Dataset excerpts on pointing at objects
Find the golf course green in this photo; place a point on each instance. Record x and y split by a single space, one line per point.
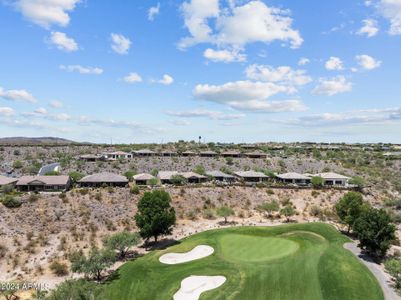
295 261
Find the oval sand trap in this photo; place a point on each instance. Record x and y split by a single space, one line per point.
178 258
193 286
249 248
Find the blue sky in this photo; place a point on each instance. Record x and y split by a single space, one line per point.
229 71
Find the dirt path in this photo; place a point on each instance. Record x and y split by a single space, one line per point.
382 277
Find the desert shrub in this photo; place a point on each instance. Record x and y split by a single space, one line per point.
208 214
315 211
270 192
11 202
7 189
17 164
58 268
134 190
33 197
84 191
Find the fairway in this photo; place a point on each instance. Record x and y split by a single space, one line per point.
247 248
297 261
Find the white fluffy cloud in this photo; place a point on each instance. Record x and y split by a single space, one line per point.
334 64
47 12
203 113
225 56
7 111
17 95
132 78
391 10
303 61
166 80
332 86
56 104
367 62
237 26
153 12
63 42
82 70
284 74
248 96
370 28
367 116
120 44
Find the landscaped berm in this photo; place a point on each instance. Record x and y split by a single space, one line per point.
296 261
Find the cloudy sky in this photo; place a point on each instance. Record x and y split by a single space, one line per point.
227 70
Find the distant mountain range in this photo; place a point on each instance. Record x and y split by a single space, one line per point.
34 141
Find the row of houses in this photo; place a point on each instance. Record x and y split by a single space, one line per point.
62 182
149 153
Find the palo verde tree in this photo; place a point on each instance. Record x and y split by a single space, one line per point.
350 207
375 231
155 214
393 267
121 242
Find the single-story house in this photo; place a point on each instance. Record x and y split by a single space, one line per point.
43 183
117 155
334 179
100 179
221 176
294 178
188 153
91 157
144 153
251 176
168 153
7 180
55 167
208 154
143 179
193 177
165 176
232 154
255 155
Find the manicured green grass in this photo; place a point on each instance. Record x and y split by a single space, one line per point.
297 261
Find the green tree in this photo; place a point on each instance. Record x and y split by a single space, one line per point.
269 207
317 181
75 176
374 231
75 289
129 175
155 214
178 180
121 242
92 266
288 211
225 212
393 267
349 208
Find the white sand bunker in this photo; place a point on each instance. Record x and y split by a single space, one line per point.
178 258
193 286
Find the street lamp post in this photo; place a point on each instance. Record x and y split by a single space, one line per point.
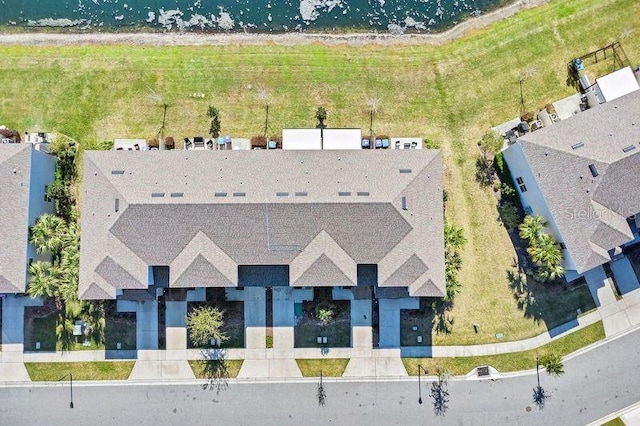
70 375
420 368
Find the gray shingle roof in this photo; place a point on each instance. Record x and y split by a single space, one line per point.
15 172
320 212
590 212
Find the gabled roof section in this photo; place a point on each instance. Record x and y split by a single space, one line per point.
15 175
590 209
323 263
202 273
323 273
196 263
320 212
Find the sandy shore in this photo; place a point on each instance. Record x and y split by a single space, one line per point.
195 39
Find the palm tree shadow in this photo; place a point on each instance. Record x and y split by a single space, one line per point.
524 297
215 370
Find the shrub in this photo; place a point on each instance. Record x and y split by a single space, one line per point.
259 141
431 144
205 323
509 215
527 116
169 142
553 364
278 141
10 134
325 312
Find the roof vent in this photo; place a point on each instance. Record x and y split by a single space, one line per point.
577 145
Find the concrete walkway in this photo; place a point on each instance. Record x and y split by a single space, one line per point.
617 315
276 362
12 355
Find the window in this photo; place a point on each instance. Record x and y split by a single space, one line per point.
47 198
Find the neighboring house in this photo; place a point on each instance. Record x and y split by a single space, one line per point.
25 172
248 218
583 176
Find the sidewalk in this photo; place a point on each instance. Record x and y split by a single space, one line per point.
365 362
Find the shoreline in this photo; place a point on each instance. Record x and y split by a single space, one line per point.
202 39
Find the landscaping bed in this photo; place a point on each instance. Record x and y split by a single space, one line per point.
233 318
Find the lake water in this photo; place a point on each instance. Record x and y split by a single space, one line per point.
244 15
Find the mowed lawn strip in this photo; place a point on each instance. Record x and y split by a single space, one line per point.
451 93
515 361
330 367
98 370
200 370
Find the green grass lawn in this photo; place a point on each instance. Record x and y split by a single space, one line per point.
330 367
450 93
513 361
614 422
100 370
202 369
43 330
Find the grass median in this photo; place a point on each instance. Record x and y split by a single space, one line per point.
330 367
99 370
215 369
450 93
515 361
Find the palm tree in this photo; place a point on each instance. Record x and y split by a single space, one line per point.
554 271
545 251
453 237
45 279
48 233
531 227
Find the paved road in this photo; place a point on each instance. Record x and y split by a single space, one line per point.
595 384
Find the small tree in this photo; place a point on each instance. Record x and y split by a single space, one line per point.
440 394
490 144
205 323
213 114
321 116
553 364
325 312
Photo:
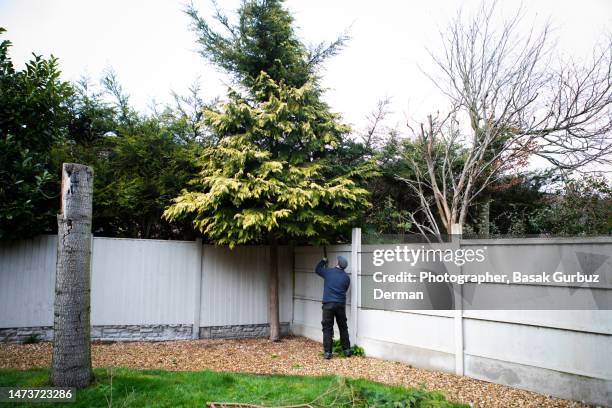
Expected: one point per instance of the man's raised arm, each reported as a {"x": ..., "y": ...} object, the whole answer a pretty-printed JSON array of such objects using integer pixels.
[{"x": 320, "y": 269}]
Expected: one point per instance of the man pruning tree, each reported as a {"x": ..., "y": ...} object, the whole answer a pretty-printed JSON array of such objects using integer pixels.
[{"x": 335, "y": 286}]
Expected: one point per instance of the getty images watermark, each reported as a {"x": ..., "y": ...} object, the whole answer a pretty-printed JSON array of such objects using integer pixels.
[{"x": 509, "y": 277}]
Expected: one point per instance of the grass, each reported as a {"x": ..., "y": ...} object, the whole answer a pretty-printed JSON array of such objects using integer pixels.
[{"x": 122, "y": 387}]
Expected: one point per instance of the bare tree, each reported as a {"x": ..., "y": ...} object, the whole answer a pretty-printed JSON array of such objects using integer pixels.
[
  {"x": 510, "y": 100},
  {"x": 71, "y": 365},
  {"x": 375, "y": 130}
]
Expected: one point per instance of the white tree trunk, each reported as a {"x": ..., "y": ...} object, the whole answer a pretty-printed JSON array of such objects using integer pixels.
[{"x": 71, "y": 365}]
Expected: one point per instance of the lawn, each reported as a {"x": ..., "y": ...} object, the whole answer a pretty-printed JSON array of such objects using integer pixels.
[{"x": 160, "y": 388}]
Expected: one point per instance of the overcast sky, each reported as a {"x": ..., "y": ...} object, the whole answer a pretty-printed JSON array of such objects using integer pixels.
[{"x": 150, "y": 46}]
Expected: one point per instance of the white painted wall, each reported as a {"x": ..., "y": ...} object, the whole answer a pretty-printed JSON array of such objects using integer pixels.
[
  {"x": 235, "y": 285},
  {"x": 558, "y": 352},
  {"x": 27, "y": 279},
  {"x": 142, "y": 282},
  {"x": 137, "y": 281}
]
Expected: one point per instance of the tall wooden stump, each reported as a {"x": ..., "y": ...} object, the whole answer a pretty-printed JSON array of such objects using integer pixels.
[{"x": 71, "y": 366}]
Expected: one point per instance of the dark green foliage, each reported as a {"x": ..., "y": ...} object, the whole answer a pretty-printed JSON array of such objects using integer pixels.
[
  {"x": 33, "y": 119},
  {"x": 31, "y": 339},
  {"x": 261, "y": 40},
  {"x": 141, "y": 162},
  {"x": 416, "y": 398},
  {"x": 275, "y": 173},
  {"x": 579, "y": 207},
  {"x": 355, "y": 349},
  {"x": 159, "y": 388}
]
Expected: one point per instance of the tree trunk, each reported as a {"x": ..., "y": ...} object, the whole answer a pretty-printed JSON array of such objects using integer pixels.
[
  {"x": 71, "y": 365},
  {"x": 273, "y": 313}
]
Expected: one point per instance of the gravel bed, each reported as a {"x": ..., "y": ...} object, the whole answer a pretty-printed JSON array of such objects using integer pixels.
[{"x": 293, "y": 355}]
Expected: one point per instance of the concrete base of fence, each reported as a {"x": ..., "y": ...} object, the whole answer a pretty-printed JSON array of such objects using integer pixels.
[
  {"x": 242, "y": 331},
  {"x": 21, "y": 334},
  {"x": 123, "y": 332},
  {"x": 150, "y": 332}
]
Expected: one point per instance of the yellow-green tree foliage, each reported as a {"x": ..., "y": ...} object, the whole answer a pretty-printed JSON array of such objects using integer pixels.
[{"x": 275, "y": 171}]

> [WHAT TO DO]: Copy every one of the records above word for word, but leave out the pictures.

> [TASK SOLUTION]:
Find the golf course green in this photo; place a point on each instance. Record x and y split by a single space, one line per point.
295 261
Find the oval sand trap in this photo; place a point on each instance. Record x and y split by a single space, one line per point.
178 258
193 286
249 248
Find the blue sky in this photo; place a point on each instance. Record x and y split by a single space, one line per point.
229 71
Find the dirt path in this photo; place a point on each instance. Record x and y split by a single space, one line per point.
382 277
Find the desert shrub in this photo; place a point on each instance. Record x and y split by a single space, one line per point.
208 214
315 211
270 192
11 202
7 189
17 164
58 268
134 190
33 197
84 191
Find the fairway in this photo; place a point on each instance. Record x and y split by a single space, one line per point.
247 248
297 261
Find the white fluffy cloud in this photo; place a point on each instance. Record x and y split by a single space, one line per point.
334 64
47 12
203 113
225 56
7 111
17 95
132 78
391 10
303 61
166 80
332 86
56 104
367 62
237 26
153 12
63 42
82 70
284 74
248 96
370 28
367 116
120 44
Find the landscaped berm in this photo; place a point on each instance. Record x and y split by a single space, one line per point.
296 261
Find the cloudy sky in this photo; place a point on each instance. Record x and y split by a single space, one line per point.
227 70
Find the distant mountain range in this photo; place a point on each instance. Record x and y split by a single space, one line per point.
34 141
Find the row of houses in this photo; place a point on each instance. Record x and y split by a single space, one line per point.
62 182
149 153
Find the palo verde tree in this photo; place a point on each instance. Record x and y split by a single space, one line per point.
350 207
375 231
155 214
393 267
121 242
Find the single-story house in this photo; place a point on each instance. Record x and y split by a single space, one line per point.
43 183
117 155
334 179
100 179
221 176
294 178
188 153
91 157
144 153
251 176
168 153
7 180
55 167
208 154
143 179
193 177
165 176
232 154
255 155
Find the manicured green grass in this photo; place a point on each instance. Record x and y split by a single space, one line per point.
297 261
Find the green tree in this photo; place a point on each instance. Record x and y split by a single space, one line per point.
269 207
317 181
75 176
374 231
75 289
129 175
155 214
178 180
121 242
92 266
288 211
225 212
393 267
349 208
Find the white sand bunker in this photo; place a point on each instance. Record x and y split by a single space, one line per point.
178 258
193 286
Find the street lamp post in this photo; place a point on each instance. Record x and y split by a single space, one line per point.
70 375
420 368
Find the gray shingle roof in this photo; place a point on each instance. Record x and y split by a single space, one line per point.
15 172
320 212
590 212
Find the gabled roof section in this photo; place a point on each instance. Record x and y split by a single space, one line per point.
15 175
590 209
323 263
202 273
323 273
196 263
320 212
Find the sandy shore in this photo; place a point on each instance. Record x and y split by a single space, one line per point.
195 39
Find the palm tree shadow in this photo; place a point on each instance. Record x and y split by a single space, one line per point.
524 297
215 370
Find the shrub in this photo; place a point on each instance. Record x and y split by a single space, one line per point.
259 141
431 144
205 323
509 215
527 116
169 142
553 364
278 141
10 134
325 312
Find the roof vent in this photo; place a point on each instance. Record x and y split by a single space, one line per point.
577 145
Find the concrete walkway in this photo; place a point on each instance. Record x and y split by a single space, one line per point.
617 315
276 362
12 355
Find the window in this photo; place a point on each instance. Record x and y split by a single space, one line per point.
47 198
Find the neighboring house in this photo; place a point on each instance. Record x and y split by a single space, one line per point.
25 172
248 218
583 176
Find the sidewalk in this photo; place a point on each instance. Record x and y split by a single space, one line per point.
365 362
Find the shoreline in this photo; place a point on each instance. Record x and y split by a single space, one line per point.
202 39
Find the landscaping bed in this photo; place a point on each instance. Record x and y split by a single space, one line per point.
233 318
Find the lake water in this photo; place a point on each instance. Record x and y split by a single space, one line per point.
244 15
Find the mowed lawn strip in this photo; place a point on each instance. Record x and y split by a single space, one line per point.
451 93
515 361
330 367
98 370
200 370
Find the green grass lawn in this photo; place a point on each instance. Record x and y split by a single space, one line per point.
330 367
450 93
513 361
614 422
100 370
202 369
43 330
Find the grass median in this photo; place a point on each instance. Record x and y split by a single space, one line per point.
330 367
99 370
215 369
450 93
515 361
Find the palm tree in this photo; place a point on each instance. Record x and y split by a single space, one line per point.
554 271
545 251
453 237
45 279
48 233
531 227
Find the paved road in this photo; place a point on each instance. Record x and y split by a single space, one line per point.
595 384
Find the small tree in this photo; place a point on each instance. Record x and y split by a single space, one line per point.
440 394
490 144
205 323
213 114
321 116
553 364
325 312
Photo:
Expected: one point per instance of the man's raised arm, each reported as a {"x": ..., "y": ...} object, the whole answer a pretty-printed JSON array of such objects using integer pixels.
[{"x": 320, "y": 269}]
Expected: one point per instance of the man pruning tree, each reported as a {"x": ..., "y": ...} object, the whole answer a pretty-printed JSON array of such objects using integer pixels.
[{"x": 335, "y": 286}]
Expected: one point per instance of the getty images watermark, each reported as a {"x": ..., "y": ...} object, the whole answer a pretty-printed JSON array of such objects using integer pixels.
[{"x": 509, "y": 277}]
Expected: one point per instance of the grass, each reported as a {"x": ..., "y": ...} object, the whole answer a pretty-printed JSON array of such objects using integer pixels.
[{"x": 122, "y": 387}]
Expected: one point per instance of the bare tree, each reported as a {"x": ..., "y": ...} object, the whole answer a pretty-printed JSON array of such objects using integer pixels.
[
  {"x": 510, "y": 100},
  {"x": 71, "y": 365},
  {"x": 375, "y": 130}
]
Expected: one point per instance of the white tree trunk, each reported as a {"x": ..., "y": ...} object, the whole answer a pretty-printed JSON array of such objects using integer pixels.
[{"x": 71, "y": 365}]
Expected: one point per instance of the lawn, each reported as a {"x": ..., "y": ...} object, the whole answer a pretty-printed JSON array of such objects using integer pixels.
[{"x": 160, "y": 388}]
Expected: one point per instance of the overcast sky, each reported as a {"x": ..., "y": ...} object, the whole answer a pretty-printed JSON array of such objects using integer pixels.
[{"x": 150, "y": 46}]
Expected: one point per instance of the white painted wall, each reported as a {"x": ..., "y": ...} object, the whole answer a pretty-printed JSON array of such objects using integer pixels.
[
  {"x": 235, "y": 285},
  {"x": 558, "y": 352},
  {"x": 27, "y": 279},
  {"x": 142, "y": 282},
  {"x": 137, "y": 281}
]
Expected: one point per instance of the tall wooden stump, each reported as a {"x": ..., "y": ...} object, the whole answer a pretty-printed JSON array of such objects using integer pixels.
[{"x": 71, "y": 366}]
Expected: one point per instance of the dark green foliage, each reported as a {"x": ..., "y": ...} object, the whole answer a pretty-printed JSON array of such objects using integer pixels.
[
  {"x": 33, "y": 119},
  {"x": 31, "y": 339},
  {"x": 261, "y": 40},
  {"x": 141, "y": 162},
  {"x": 416, "y": 398},
  {"x": 275, "y": 173},
  {"x": 579, "y": 207},
  {"x": 355, "y": 349},
  {"x": 159, "y": 388}
]
Expected: one point per instance of the tree trunk, each reported as a {"x": ..., "y": ...} object, the whole answer a pretty-printed JSON array of such objects using integer pixels.
[
  {"x": 71, "y": 365},
  {"x": 273, "y": 313}
]
Expected: one point per instance of the gravel bed, each reported as a {"x": ..., "y": ...} object, the whole answer a pretty-printed JSON array of such objects using integer pixels.
[{"x": 293, "y": 355}]
Expected: one point per instance of the concrete base of fence, each reported as a {"x": ..., "y": ...} object, the whole answer a pretty-printed JSON array of such objects using integer pixels.
[
  {"x": 242, "y": 331},
  {"x": 21, "y": 334},
  {"x": 123, "y": 332},
  {"x": 150, "y": 332}
]
Expected: one point per instance of the yellow-green tree foliage, each reported as a {"x": ..., "y": ...} object, the whole answer a pretty-printed JSON array of such objects using integer pixels.
[{"x": 275, "y": 171}]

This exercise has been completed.